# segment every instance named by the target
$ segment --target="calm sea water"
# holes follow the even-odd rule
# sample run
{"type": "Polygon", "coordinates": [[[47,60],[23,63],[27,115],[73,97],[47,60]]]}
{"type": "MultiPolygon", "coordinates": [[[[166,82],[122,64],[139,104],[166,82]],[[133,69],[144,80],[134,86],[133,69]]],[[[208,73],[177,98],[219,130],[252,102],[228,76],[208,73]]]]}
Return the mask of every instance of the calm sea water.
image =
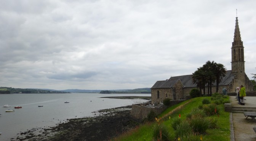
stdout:
{"type": "Polygon", "coordinates": [[[150,96],[150,94],[0,94],[0,141],[8,141],[34,128],[52,126],[66,119],[94,116],[99,110],[130,105],[148,100],[100,98],[119,96],[150,96]],[[64,102],[67,101],[69,103],[64,102]],[[4,108],[8,104],[11,107],[4,108]],[[38,105],[43,107],[39,107],[38,105]],[[22,108],[14,109],[20,106],[22,108]],[[7,110],[13,112],[5,112],[7,110]]]}

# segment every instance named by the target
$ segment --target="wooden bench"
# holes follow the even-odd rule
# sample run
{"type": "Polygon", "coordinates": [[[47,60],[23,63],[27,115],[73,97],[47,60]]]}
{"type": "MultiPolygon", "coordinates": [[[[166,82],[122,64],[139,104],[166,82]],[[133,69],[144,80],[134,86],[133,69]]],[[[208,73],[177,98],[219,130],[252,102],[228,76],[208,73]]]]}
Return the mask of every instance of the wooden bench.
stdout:
{"type": "Polygon", "coordinates": [[[243,112],[243,114],[246,117],[246,119],[248,117],[250,117],[251,118],[251,119],[250,120],[253,119],[253,120],[256,120],[255,119],[255,118],[256,118],[256,112],[243,112]]]}

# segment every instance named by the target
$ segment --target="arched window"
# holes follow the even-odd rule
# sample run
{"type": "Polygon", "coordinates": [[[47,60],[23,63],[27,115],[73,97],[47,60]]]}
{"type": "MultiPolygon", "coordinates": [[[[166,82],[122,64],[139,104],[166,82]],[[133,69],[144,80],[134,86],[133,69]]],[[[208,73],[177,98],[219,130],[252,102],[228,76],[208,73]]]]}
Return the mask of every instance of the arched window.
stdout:
{"type": "Polygon", "coordinates": [[[242,61],[244,61],[244,57],[243,56],[243,49],[241,49],[241,58],[242,58],[242,61]]]}
{"type": "Polygon", "coordinates": [[[240,49],[238,49],[238,60],[239,61],[241,61],[241,51],[240,49]]]}

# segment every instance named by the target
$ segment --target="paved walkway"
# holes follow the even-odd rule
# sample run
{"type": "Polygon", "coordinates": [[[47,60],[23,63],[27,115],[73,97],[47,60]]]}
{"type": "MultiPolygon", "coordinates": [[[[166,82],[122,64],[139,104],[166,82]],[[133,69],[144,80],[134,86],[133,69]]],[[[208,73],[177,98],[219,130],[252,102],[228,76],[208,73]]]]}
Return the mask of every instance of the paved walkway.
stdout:
{"type": "MultiPolygon", "coordinates": [[[[230,99],[232,106],[256,107],[256,97],[246,97],[245,105],[241,105],[235,96],[231,96],[230,99]]],[[[253,128],[256,127],[256,121],[249,121],[250,118],[246,119],[243,113],[232,113],[231,119],[234,128],[234,135],[235,141],[256,141],[256,133],[253,128]]],[[[231,124],[232,126],[232,124],[231,124]]],[[[232,131],[231,130],[231,136],[232,131]]],[[[234,141],[234,137],[230,138],[231,141],[234,141]]]]}

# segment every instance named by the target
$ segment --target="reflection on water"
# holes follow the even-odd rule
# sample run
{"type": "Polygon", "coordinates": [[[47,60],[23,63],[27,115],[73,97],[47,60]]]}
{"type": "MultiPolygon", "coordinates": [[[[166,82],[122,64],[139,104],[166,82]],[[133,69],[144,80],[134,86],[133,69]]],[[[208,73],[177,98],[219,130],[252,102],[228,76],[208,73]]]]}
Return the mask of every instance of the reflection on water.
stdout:
{"type": "Polygon", "coordinates": [[[67,119],[94,116],[91,112],[131,105],[147,100],[101,98],[120,96],[150,96],[150,94],[0,94],[0,140],[32,128],[53,126],[67,119]],[[64,103],[67,101],[69,103],[64,103]],[[4,108],[6,104],[11,107],[4,108]],[[43,107],[38,107],[38,105],[43,107]],[[20,109],[14,109],[17,106],[20,109]],[[5,112],[7,110],[14,112],[5,112]]]}

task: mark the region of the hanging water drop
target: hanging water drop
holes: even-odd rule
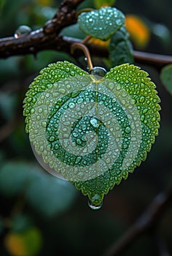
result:
[[[90,119],[90,123],[93,125],[93,127],[98,128],[99,127],[99,121],[97,118],[95,117],[92,117]]]
[[[14,37],[15,38],[17,38],[19,37],[31,33],[31,28],[28,26],[22,25],[18,27],[18,29],[15,31]]]
[[[103,202],[101,202],[101,203],[100,205],[96,206],[93,203],[92,203],[90,200],[88,200],[87,204],[92,210],[98,210],[102,207]]]

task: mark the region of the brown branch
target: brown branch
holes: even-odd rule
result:
[[[83,0],[64,0],[54,16],[42,29],[17,38],[0,39],[0,58],[12,56],[36,54],[43,50],[69,52],[69,42],[63,40],[59,33],[62,29],[77,22],[77,5]]]
[[[167,206],[171,203],[172,189],[159,194],[126,233],[107,249],[104,256],[121,255],[139,236],[157,226]]]
[[[36,54],[44,50],[55,50],[70,53],[71,45],[79,40],[74,38],[61,37],[62,29],[76,23],[77,19],[77,7],[83,0],[63,0],[53,18],[47,22],[44,27],[15,38],[14,37],[0,39],[0,58],[26,54]],[[108,57],[108,49],[87,42],[92,56]],[[134,51],[137,63],[162,67],[172,63],[172,56]]]

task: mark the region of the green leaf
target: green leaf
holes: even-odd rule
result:
[[[124,26],[112,37],[109,49],[109,59],[113,67],[125,63],[133,63],[133,46],[129,34]]]
[[[125,15],[112,7],[82,12],[78,17],[79,27],[87,34],[108,39],[125,23]]]
[[[160,79],[167,91],[172,94],[172,64],[163,68],[160,73]]]
[[[112,6],[114,4],[116,0],[94,0],[94,5],[96,9],[101,8],[103,6]]]
[[[42,72],[44,79],[55,65],[58,70],[69,67],[49,66]],[[51,86],[41,93],[38,77],[35,94],[33,85],[27,94],[36,99],[27,122],[36,157],[48,172],[88,195],[92,208],[100,208],[104,195],[145,160],[157,135],[160,109],[155,85],[139,67],[122,64],[104,77],[96,74],[100,68],[57,81],[50,75]]]
[[[60,79],[84,74],[87,74],[87,72],[68,61],[51,64],[40,72],[40,75],[30,85],[30,90],[26,93],[26,97],[23,101],[23,115],[26,116],[26,129],[27,132],[29,130],[31,110],[41,93],[50,88],[55,82]]]

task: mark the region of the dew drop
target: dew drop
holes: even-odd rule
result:
[[[100,205],[96,206],[93,203],[92,203],[90,200],[88,200],[87,204],[92,210],[98,210],[102,207],[103,202],[101,202],[101,203]]]
[[[21,36],[24,36],[26,34],[29,34],[31,31],[31,28],[28,26],[22,25],[18,27],[18,29],[15,31],[14,37],[17,38]]]
[[[122,25],[122,21],[120,19],[117,19],[117,20],[116,20],[116,23],[117,23],[118,26],[120,26],[120,25]]]
[[[97,118],[95,118],[95,117],[91,118],[90,123],[93,125],[93,127],[94,127],[95,128],[98,128],[99,127],[98,120]]]

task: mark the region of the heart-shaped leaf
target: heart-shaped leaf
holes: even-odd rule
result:
[[[106,40],[125,23],[125,15],[119,10],[104,7],[82,12],[78,17],[79,28],[87,34]]]
[[[52,74],[59,70],[68,75],[55,80]],[[95,70],[89,75],[66,61],[50,65],[31,85],[24,113],[40,164],[74,182],[98,208],[103,195],[145,160],[160,108],[155,85],[138,67],[122,64],[103,78]]]

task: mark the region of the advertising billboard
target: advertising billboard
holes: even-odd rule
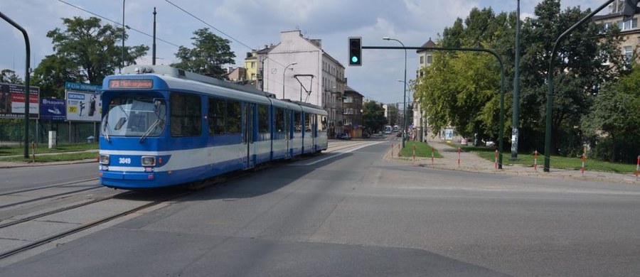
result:
[[[67,89],[67,120],[100,122],[102,114],[100,94]]]
[[[24,85],[0,83],[0,118],[24,118]],[[38,119],[40,88],[29,87],[29,118]]]
[[[67,109],[63,99],[45,98],[40,99],[40,119],[67,119]]]

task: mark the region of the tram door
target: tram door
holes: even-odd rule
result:
[[[255,143],[254,143],[253,133],[255,125],[255,104],[251,103],[245,104],[242,109],[242,118],[244,119],[244,129],[242,131],[242,143],[247,147],[247,155],[243,157],[245,168],[252,168],[255,166]]]
[[[284,110],[284,144],[287,146],[287,153],[284,153],[284,158],[291,158],[291,132],[292,131],[292,125],[293,125],[291,114],[293,111]]]

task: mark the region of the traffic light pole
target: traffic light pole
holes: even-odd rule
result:
[[[504,141],[504,65],[500,55],[495,51],[484,48],[459,48],[447,47],[399,47],[399,46],[362,46],[362,49],[382,49],[382,50],[425,50],[432,51],[463,51],[463,52],[484,52],[493,55],[498,59],[500,64],[500,129],[498,130],[498,168],[502,169],[502,149],[503,141]],[[362,63],[361,59],[360,63]]]

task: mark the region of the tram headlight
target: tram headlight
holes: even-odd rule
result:
[[[109,155],[100,154],[100,164],[101,165],[108,165],[109,164]]]
[[[142,166],[154,166],[156,165],[156,157],[142,156]]]

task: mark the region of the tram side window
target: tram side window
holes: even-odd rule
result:
[[[315,116],[314,117],[315,118]],[[304,131],[307,133],[311,133],[311,114],[304,114]]]
[[[276,109],[275,119],[276,131],[284,131],[284,111],[282,109]]]
[[[269,132],[269,108],[258,105],[258,133]]]
[[[319,116],[318,117],[320,118],[320,124],[318,124],[318,132],[326,131],[326,116]]]
[[[225,134],[225,113],[227,102],[217,98],[209,98],[209,134],[222,135]]]
[[[181,93],[171,96],[171,136],[200,136],[202,133],[200,97]]]
[[[302,131],[302,119],[300,117],[299,112],[294,113],[294,130],[296,133]]]
[[[240,134],[242,124],[240,103],[238,101],[227,101],[227,134]]]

| What this task involves |
Turn the lines starting at the line containing "task: mark the region of the traffic" and ending at the line containing "[[[142,166],[154,166],[156,165],[156,157],[142,156]]]" into a numbered list, leaving out blank lines.

| Full solution |
1. task: mark the region of the traffic light pole
2. target: traffic light pole
3. holes: even-odd rule
4. result:
5. [[[504,141],[504,65],[500,55],[495,51],[484,48],[459,48],[447,47],[399,47],[399,46],[362,46],[362,49],[382,49],[382,50],[425,50],[432,51],[463,51],[463,52],[484,52],[493,55],[498,59],[500,64],[500,129],[498,130],[498,168],[502,169],[502,149],[503,141]],[[362,63],[361,59],[360,63]]]
6. task: mark the region of the tram headlight
7. target: tram headlight
8. holes: even-odd rule
9. result:
10. [[[109,155],[100,154],[100,164],[101,165],[108,165],[109,164]]]
11. [[[142,166],[154,166],[156,165],[156,157],[142,156]]]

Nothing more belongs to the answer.